►

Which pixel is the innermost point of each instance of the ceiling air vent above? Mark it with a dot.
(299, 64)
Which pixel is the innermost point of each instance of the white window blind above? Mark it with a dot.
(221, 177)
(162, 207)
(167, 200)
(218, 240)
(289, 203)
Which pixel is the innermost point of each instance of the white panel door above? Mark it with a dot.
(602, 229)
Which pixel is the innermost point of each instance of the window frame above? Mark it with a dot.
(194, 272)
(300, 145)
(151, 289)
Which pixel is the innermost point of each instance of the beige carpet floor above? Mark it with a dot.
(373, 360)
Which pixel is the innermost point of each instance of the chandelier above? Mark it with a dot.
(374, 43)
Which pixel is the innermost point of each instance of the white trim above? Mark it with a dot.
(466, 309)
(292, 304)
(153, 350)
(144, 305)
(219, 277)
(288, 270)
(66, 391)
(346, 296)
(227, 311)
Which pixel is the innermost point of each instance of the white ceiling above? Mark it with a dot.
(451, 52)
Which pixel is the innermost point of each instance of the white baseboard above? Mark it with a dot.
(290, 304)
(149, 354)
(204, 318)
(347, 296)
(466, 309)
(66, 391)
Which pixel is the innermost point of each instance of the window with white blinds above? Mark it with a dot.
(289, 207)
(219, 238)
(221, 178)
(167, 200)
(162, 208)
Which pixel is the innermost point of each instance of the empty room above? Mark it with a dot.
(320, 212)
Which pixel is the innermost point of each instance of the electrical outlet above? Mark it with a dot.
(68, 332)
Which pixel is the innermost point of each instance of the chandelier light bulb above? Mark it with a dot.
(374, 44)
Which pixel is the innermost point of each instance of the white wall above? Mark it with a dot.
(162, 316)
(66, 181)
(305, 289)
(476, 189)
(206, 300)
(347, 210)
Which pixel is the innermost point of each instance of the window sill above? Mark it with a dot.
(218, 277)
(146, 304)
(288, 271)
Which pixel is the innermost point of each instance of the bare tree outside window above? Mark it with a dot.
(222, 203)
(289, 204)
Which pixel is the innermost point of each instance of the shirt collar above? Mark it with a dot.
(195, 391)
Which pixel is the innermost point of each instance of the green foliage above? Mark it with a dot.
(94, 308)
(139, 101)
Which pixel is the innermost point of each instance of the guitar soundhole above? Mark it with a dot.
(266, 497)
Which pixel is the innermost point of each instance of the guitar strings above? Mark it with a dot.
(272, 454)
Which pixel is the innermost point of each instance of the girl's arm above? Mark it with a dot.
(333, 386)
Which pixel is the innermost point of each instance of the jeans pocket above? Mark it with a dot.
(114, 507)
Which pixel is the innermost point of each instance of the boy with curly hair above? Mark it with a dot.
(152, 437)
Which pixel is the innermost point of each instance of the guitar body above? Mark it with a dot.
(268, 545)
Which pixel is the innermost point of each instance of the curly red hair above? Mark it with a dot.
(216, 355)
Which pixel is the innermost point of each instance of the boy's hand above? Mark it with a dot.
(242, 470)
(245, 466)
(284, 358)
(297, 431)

◄

§ Exercise instructions: Begin at the line containing "red hair above? Mark it with a dot." and reproduce every line through the last one in the records above, exactly.

§ Result for this exercise:
Which pixel is the innermost point of each instance of the curly red hair above? Mark it with a dot.
(216, 355)
Which pixel is the innermost point of each instance of the boy's hand above? Mark it with a dot.
(242, 470)
(245, 466)
(284, 358)
(297, 431)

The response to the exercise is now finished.